Task to carry out:
Can you write what comes next in the Q&A about the electron below, picking up after its last sentence?

Source text:
*****
Q&A: Electron
Electron
Question
For some reason I remember hearing from you that nobody has ever seen an electron or an electric field, but physicists learn about their existence from certain phenomena in nature.
I said this to my physics lecturer, and the guy laughed like there was no tomorrow. He asked me a few questions that even I, with the vast knowledge I’ve accumulated so far in half a Physics 1 course, didn’t know how to answer. For that matter, he claimed, among other things, that today they know for every element how many electrons move around its nucleus and even what orbitals they occupy, and besides that the electron is the bread and butter of physics, so it can’t be that nobody has ever seen it, and so on and so forth (all in good humor, of course)…
And now my question is:
Did I really hear that from you? And if so, is there really disagreement about this among physicists?
*****
Material provided:

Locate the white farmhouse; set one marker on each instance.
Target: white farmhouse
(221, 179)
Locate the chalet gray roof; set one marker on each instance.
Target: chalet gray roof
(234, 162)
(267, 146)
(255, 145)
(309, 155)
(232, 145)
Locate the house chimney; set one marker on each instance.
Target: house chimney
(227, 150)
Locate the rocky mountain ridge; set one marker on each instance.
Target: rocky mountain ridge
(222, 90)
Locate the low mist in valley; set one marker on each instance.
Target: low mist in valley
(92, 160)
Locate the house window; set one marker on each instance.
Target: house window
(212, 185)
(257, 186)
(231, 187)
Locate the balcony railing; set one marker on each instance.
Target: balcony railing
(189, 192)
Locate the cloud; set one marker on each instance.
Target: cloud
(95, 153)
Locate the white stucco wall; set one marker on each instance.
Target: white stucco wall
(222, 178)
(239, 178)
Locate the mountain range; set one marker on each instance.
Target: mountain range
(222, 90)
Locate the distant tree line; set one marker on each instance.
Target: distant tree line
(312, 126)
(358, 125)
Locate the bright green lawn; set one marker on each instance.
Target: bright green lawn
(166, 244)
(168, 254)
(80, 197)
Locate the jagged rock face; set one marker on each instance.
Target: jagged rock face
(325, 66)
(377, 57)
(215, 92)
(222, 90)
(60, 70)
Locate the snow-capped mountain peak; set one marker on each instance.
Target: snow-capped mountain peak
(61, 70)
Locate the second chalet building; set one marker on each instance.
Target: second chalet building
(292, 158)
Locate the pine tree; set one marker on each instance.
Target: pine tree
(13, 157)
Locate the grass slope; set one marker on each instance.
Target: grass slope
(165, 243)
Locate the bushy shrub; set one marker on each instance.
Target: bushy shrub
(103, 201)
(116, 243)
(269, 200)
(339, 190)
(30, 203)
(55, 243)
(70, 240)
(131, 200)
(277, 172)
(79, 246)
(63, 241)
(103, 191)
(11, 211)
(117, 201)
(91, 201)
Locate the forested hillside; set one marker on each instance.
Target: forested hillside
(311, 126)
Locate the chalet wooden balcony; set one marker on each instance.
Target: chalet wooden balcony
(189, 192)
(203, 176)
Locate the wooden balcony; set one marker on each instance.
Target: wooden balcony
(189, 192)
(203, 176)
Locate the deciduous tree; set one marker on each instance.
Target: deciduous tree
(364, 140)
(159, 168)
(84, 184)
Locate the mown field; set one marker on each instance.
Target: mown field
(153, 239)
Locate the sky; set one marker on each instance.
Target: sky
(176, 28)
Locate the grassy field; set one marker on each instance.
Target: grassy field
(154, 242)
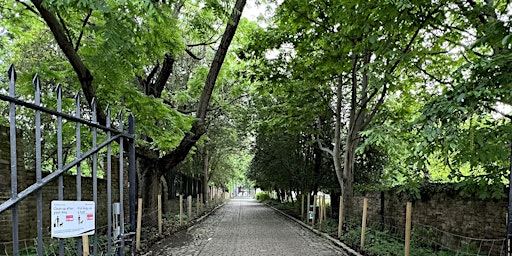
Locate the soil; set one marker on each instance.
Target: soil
(173, 240)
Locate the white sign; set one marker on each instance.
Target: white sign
(73, 218)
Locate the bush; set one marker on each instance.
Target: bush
(262, 196)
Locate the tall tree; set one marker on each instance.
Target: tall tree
(355, 49)
(140, 42)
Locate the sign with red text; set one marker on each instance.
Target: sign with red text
(72, 218)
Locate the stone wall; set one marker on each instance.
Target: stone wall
(27, 214)
(447, 211)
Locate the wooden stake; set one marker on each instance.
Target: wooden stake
(197, 205)
(363, 224)
(340, 218)
(159, 214)
(85, 245)
(321, 213)
(302, 209)
(189, 212)
(309, 206)
(201, 202)
(314, 211)
(408, 214)
(181, 209)
(325, 209)
(139, 224)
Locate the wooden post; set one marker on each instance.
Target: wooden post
(85, 245)
(363, 224)
(314, 211)
(197, 205)
(320, 213)
(181, 209)
(302, 209)
(201, 202)
(139, 225)
(309, 205)
(189, 200)
(159, 214)
(408, 214)
(325, 208)
(340, 218)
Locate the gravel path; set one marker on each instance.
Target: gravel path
(246, 227)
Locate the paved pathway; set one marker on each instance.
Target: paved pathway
(246, 227)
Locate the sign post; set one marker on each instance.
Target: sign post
(72, 218)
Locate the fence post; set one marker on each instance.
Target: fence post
(139, 225)
(325, 208)
(189, 212)
(85, 245)
(340, 218)
(181, 209)
(363, 224)
(321, 212)
(314, 211)
(197, 205)
(308, 212)
(159, 214)
(302, 208)
(201, 202)
(132, 172)
(408, 213)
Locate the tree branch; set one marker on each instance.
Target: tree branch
(84, 75)
(28, 7)
(198, 127)
(63, 24)
(164, 74)
(191, 54)
(439, 80)
(77, 45)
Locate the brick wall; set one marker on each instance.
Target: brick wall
(447, 211)
(27, 208)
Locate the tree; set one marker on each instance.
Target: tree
(354, 52)
(91, 35)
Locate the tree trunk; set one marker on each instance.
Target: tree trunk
(149, 182)
(205, 174)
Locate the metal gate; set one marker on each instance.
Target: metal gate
(111, 136)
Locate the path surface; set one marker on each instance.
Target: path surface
(246, 227)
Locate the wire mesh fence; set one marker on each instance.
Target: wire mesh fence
(386, 234)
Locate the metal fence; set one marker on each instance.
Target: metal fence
(112, 136)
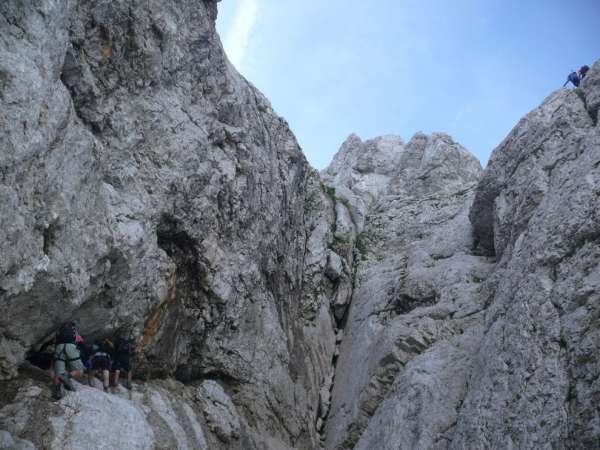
*****
Written answer:
Answer
I don’t see any connection between his claims and the conclusion. The fact that we know how many electrons there are around each atom means they’ve seen an electron? What’s the connection? Has he also seen the force of gravity? He must have very sharp eyes.
That’s regarding the electron. An electric field, on the other hand, you actually can see. Light is an electric field.
Discussion on Answer
Do you need GPT for that? It’s obvious.
Tell the lecturer not to get all excited and go run to ChatGPT:
No, nobody has ever “seen” an electron with their eyes or with a regular optical microscope. Electrons are far too small to be seen directly, even with the most powerful instruments operating in the visible-light range.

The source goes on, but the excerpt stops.